* [PAGE]
________________________

Loin des salles de classe, la rentrée – sociale – a tout d’une poudrière : une population usée par des années de pandémie, la réforme de l’assurance chômage et celle des retraites, une inflation galopante qui sape le pouvoir d’achat et le moral des Français, et de possibles restrictions d’énergies pour couronner le tout. Dans un contexte aussi explosif, les semaines à venir pourraient être le théâtre d’importantes contestations politiques et sociales. Et comme le chantait notre regretté Johnny, « il suffira d’une étincelle » pour que la situation ne s’envenime.

La réforme de l’assurance chômage, donc, a tout d’une candidate pour mettre le feu aux poudres. L’exécutif souhaite moduler les aides selon la situation du marché du travail : autrement dit, en cette période de faible chômage, en durcir les conditions. Une initiative, lancée la semaine dernière en Conseil des ministres, qui a tout pour déplaire : les principaux syndicats (CFDT, CGT, FO, CFTC, CFE-CGC, FSU, Solidaires et Unsa), ainsi que cinq organisations d’étudiants et de lycéens, ont ouvertement critiqué vendredi dernier dans un communiqué le projet de réforme dans une rare unanimité. Alors que les ministres en charge du dossier présentaient la réforme ce lundi aux partenaires sociaux, faut-il craindre que la marmite sociale ne déborde ?

Une réforme concernante, vraiment ?

Réponse tout en euphémisme de Bruno Cautrès, chercheur à Sciences-Po et spécialiste de la vie politique française : « Le moment n’est pas optimal pour une telle réforme, avec déjà beaucoup d’anxiété sociale. La vie est difficile avec l’inflation. Le gouvernement ne doit pas donner en plus l’impression d’une politique publique n’allant que dans le serrage de vis ».

Par ailleurs, les Français se sentiront-ils concernés par cette réforme, qui ne touche à l’heure actuelle que 7,4 % de la population active ? Pour Stéphane Rozès, politologue et président de CAP (Conseils, analyses et perspectives), il est possible que la population redoute trop sa facture d’électricité pour se soucier des demandeurs d'emploi : « Les préoccupations des Français sont tournées quasi exclusivement vers le pouvoir d’achat. S’ils considèrent que le chômage ne fait pas partie de cette problématique, ils peuvent ne pas manifester d’intérêt pour la réforme ».

________________________

* [EXTRAIT DES DONNÉES]
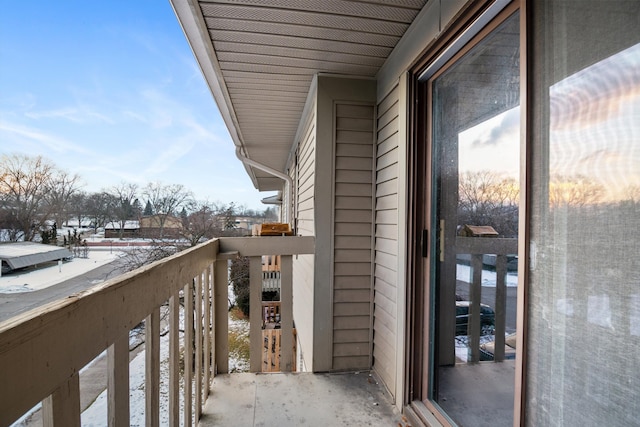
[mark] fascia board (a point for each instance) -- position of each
(195, 29)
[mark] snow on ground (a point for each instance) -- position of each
(96, 413)
(488, 277)
(29, 280)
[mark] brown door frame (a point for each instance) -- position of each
(420, 247)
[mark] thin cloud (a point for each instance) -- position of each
(52, 142)
(76, 115)
(508, 126)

________________________

* [CONSIGNE] Extrayez de l'article sur la réforme de l'assurance chômage le passage commençant par « Loin des salles » et finissant par « situation ne s’envenime. », sans y changer un mot.

* [RÉPONSE]
Loin des salles de classe, la rentrée – sociale – a tout d’une poudrière : une population usée par des années de pandémie, la réforme de l’assurance chômage et celle des retraites, une inflation galopante qui sape le pouvoir d’achat et le moral des Français, et de possibles restrictions d’énergies pour couronner le tout. Dans un contexte aussi explosif, les semaines à venir pourraient être le théâtre d’importantes contestations politiques et sociales. Et comme le chantait notre regretté Johnny, « il suffira d’une étincelle » pour que la situation ne s’envenime.